O ataque covarde e virulento de pessoas como Jair Bolsonaro, que chegou a processar Júlio Lancellotti em 2018 e perdeu a ação, o ataque feito há poucos dias pela deputada de extrema-direita Janaína Paschoal, os ataques feitos por falsos cristãos como o ex-influencer Bernardo Kuster e seu mestre, Olavo de Carvalho, mostram apenas como o fascismo tem espalhado seus tentáculos no Brasil.
Uma desumanidade, a PM impediu a equipe do Padre Julio Lancellotti de levar alimentos para moradores de rua na Cracolândia. E ainda tem gente que se diz cristã mas prega ódio em vez de amor ao próximo, como a Janaina Paschoal, que atacou o padre. Falta um mínimo de solidariedade!
— Ivan Valente (@IvanValente) August 8, 2021
O tuite higienista em que Janaína Paschoal (PSL-SP) atacou o padre Júlio por “distribuição de alimentos” me envergonhou profundamente como católica, e deveria envergonhar o Brasil inteiro como nação.
A grande esperança deixada por esse episódio envolvendo a deputada foi a transformação de uma mensagem de ódio ao padre ter sido transformada em uma fonte de solidariedade, alcance e arrecadação para as ações humanitárias realizadas por ele!
Uma das seguidoras do trabalho de Lancelotti decidiu postar, como resposta ao ato da deputada de extrema-direita, o número do religioso em uma plataforma de pagamentos virtuais e transformou uma mensagem de ódio em um manancial de amor, doações, apoio e solidariedade.
Mesmo com todos os ataques e ameaças que tem recebido, Padre Júlio Lancelotti e nós todos que nos inspiramos nele, que lutamos pelo acolhimento ao outro e pelo resgate do legado de Jesus, começamos a ter algo a celebrar também.

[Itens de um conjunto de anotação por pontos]

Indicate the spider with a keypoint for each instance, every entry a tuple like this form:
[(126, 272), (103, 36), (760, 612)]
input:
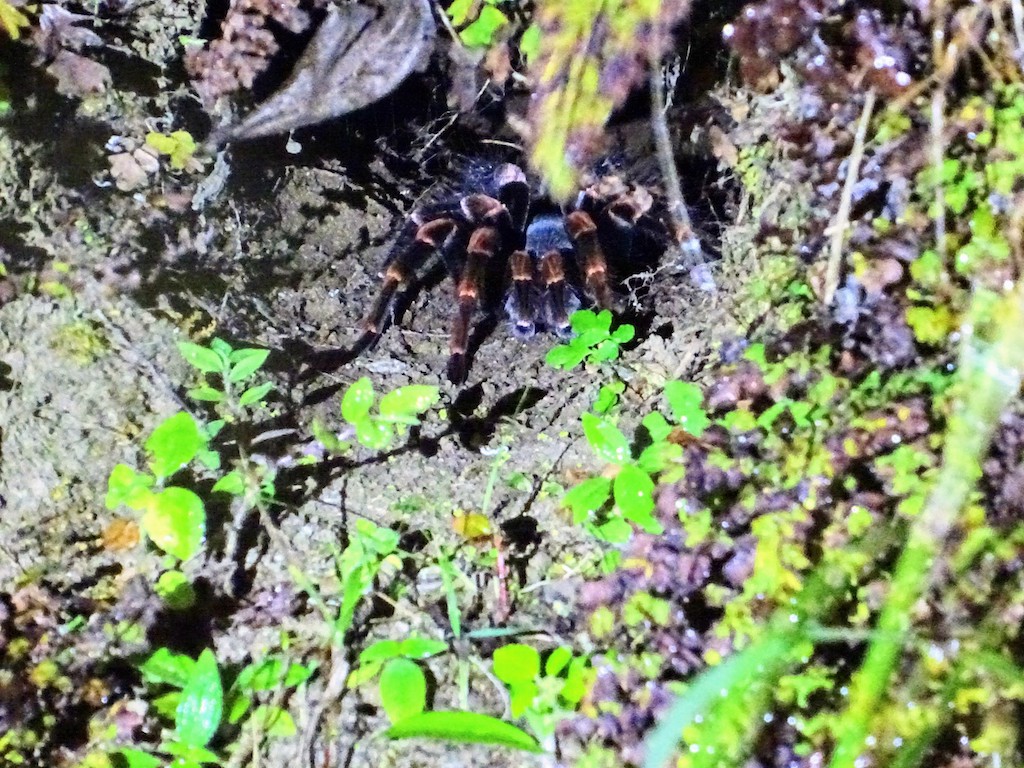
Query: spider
[(503, 247)]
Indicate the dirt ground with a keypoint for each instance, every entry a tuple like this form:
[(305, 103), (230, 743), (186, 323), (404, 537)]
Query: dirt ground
[(279, 251)]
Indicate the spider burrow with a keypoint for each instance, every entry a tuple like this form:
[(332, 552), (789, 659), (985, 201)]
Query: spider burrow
[(504, 247)]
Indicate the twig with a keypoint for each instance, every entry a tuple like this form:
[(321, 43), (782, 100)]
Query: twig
[(689, 245), (842, 222)]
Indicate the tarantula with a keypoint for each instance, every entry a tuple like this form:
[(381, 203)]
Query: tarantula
[(541, 261)]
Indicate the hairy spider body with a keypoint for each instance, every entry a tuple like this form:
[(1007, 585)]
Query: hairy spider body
[(503, 248)]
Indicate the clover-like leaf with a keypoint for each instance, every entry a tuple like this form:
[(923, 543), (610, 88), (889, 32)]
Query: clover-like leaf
[(204, 358), (605, 439), (246, 361), (516, 663), (357, 400)]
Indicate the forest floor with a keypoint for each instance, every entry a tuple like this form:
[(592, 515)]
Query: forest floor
[(824, 427)]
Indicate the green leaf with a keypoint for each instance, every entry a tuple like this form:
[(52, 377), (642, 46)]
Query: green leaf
[(557, 660), (403, 689), (382, 650), (458, 11), (614, 530), (421, 647), (255, 393), (516, 663), (685, 399), (298, 674), (175, 590), (274, 721), (169, 668), (205, 359), (634, 492), (481, 32), (239, 705), (464, 727), (138, 759), (587, 498), (374, 434), (232, 483), (585, 320), (206, 393), (129, 487), (175, 521), (202, 702), (406, 403), (263, 675), (529, 43), (246, 363), (357, 400), (173, 443), (222, 348), (605, 439)]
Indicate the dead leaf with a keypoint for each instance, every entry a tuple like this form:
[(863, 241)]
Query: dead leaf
[(358, 55), (56, 30), (126, 171), (77, 75), (121, 535)]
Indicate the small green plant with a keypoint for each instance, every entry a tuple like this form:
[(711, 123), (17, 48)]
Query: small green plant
[(628, 484), (178, 145), (479, 24), (198, 705), (542, 696), (594, 342), (173, 517), (395, 413)]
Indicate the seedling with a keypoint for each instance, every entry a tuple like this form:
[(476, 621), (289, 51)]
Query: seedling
[(629, 482), (594, 342), (199, 707), (395, 413)]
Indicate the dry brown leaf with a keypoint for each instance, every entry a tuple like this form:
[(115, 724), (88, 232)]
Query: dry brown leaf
[(121, 535), (358, 55), (78, 76)]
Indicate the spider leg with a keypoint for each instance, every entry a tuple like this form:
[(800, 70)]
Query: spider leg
[(593, 264), (399, 270), (560, 299), (521, 300), (483, 245)]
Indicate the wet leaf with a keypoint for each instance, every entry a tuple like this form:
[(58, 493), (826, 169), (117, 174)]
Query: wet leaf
[(605, 439), (176, 522), (516, 663), (358, 55), (174, 443), (205, 359), (465, 727), (403, 689), (471, 525), (202, 702)]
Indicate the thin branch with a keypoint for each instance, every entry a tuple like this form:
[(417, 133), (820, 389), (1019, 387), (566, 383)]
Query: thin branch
[(842, 223)]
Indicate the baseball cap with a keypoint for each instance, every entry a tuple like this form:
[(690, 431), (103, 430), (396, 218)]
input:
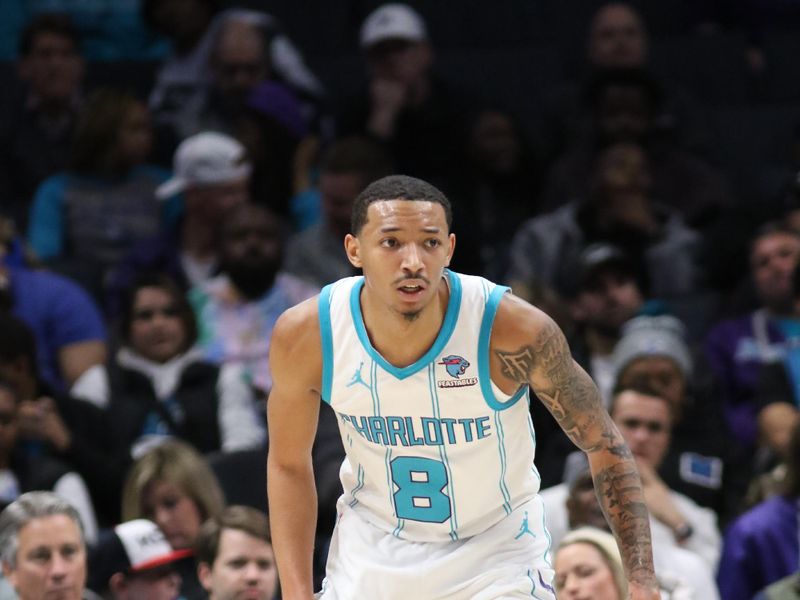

* _Ações pedidas_
**1)** Transcreva do texto sobre o padre Júlio Lancellotti o trecho entre "Uma desumanidade, a" e "mínimo de solidariedade!", inclusive.
**2)** Liste todas as pessoas que o texto sobre o padre Júlio Lancellotti aponta como autoras de ataques a ele.
**3)** Retome o texto sobre o padre Júlio Lancellotti a partir do ponto em que ele termina.
Os itens não são necessários.

* _Respostas por tarefa_
**1)**
Uma desumanidade, a PM impediu a equipe do Padre Julio Lancellotti de levar alimentos para moradores de rua na Cracolândia. E ainda tem gente que se diz cristã mas prega ódio em vez de amor ao próximo, como a Janaina Paschoal, que atacou o padre. Falta um mínimo de solidariedade!

**2)**
Jair Bolsonaro
Janaína Paschoal
Bernardo Kuster
Olavo de Carvalho

**3)**
Em 2020, mesmo com todas agressões virtuais e reais sofridas por ele, Júlio Lancellotti, pároco da Igreja São Miguel Arcanjo, recebeu o Prêmio de Direitos Humanos Dom Paulo Evaristo Arns, concedido pela Secretaria Municipal de Direitos Humanos e Cidadania (SMDHC) de São Paulo. Em seu discurso naquela noite, o seguidor do legado de Cristo fez um discurso que me emocionou. Usando um boné preto com a bandeira da Palestina, falou sobre a solidariedade aos refugiados, aos negros e a todos os marginalizados.
“Estou de boné não por insolência. É uma homenagem aos zapatistas e à luta do povo palestino. Estou aqui em nome dos catadores, da patota da rua, dos negros, indígenas e quilombolas, dos mais perseguidos. São eles que estão aqui comigo”, diria um emocionado padre Júlio naquela noite.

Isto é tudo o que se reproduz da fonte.